[CAUT]  Liszt, historical pianos et. al.disccusion and links(long)

Fred Sturm fssturm@unm.edu
Fri, 18 Feb 2005 07:16:16 -0700


On 2/17/05 4:25 PM, "Bdshull@aol.com" <Bdshull@aol.com> wrote:
> Hi, Fred,
> 
> I visited the Metropolitan Museum in late 2001 with the incredible Art Tour
> Guide Eric Schandall (seriously), and got to view the piano, I took pictures
> of course. (Using film and no flash, the exposure setting required a tripod,
> which I didn't have, and the guard wouldn't let me lean against the wall;  but
> then he would turn his back so that I could lean against the wall anyway...I
> got a few shots!)  The Erard has a stunning finish, I assume french polish.
> It's an 1860's instrument, past Liszt's prime performance and composing years
> but otherwise still much like his earlier instruments because after 1850 Erard
> changed little for 50 years.

= Available data =

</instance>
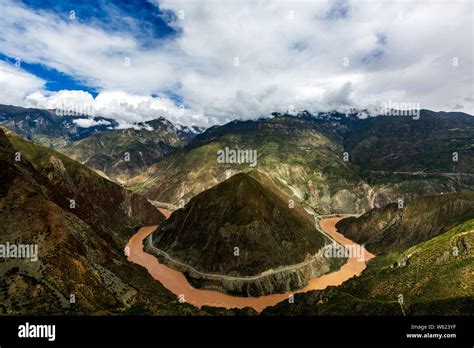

= Exercise directions =
Return the full Erard piano message verbatim. Draw only on the Erard piano message, not on the listing.

= Result of the exercise =
[CAUT]  Liszt, historical pianos et. al.disccusion and links(long)

Fred Sturm fssturm@unm.edu
Fri, 18 Feb 2005 07:16:16 -0700


On 2/17/05 4:25 PM, "Bdshull@aol.com" <Bdshull@aol.com> wrote:
> Hi, Fred,
> 
> I visited the Metropolitan Museum in late 2001 with the incredible Art Tour
> Guide Eric Schandall (seriously), and got to view the piano, I took pictures
> of course. (Using film and no flash, the exposure setting required a tripod,
> which I didn't have, and the guard wouldn't let me lean against the wall;  but
> then he would turn his back so that I could lean against the wall anyway...I
> got a few shots!)  The Erard has a stunning finish, I assume french polish.
> It's an 1860's instrument, past Liszt's prime performance and composing years
> but otherwise still much like his earlier instruments because after 1850 Erard
> changed little for 50 years.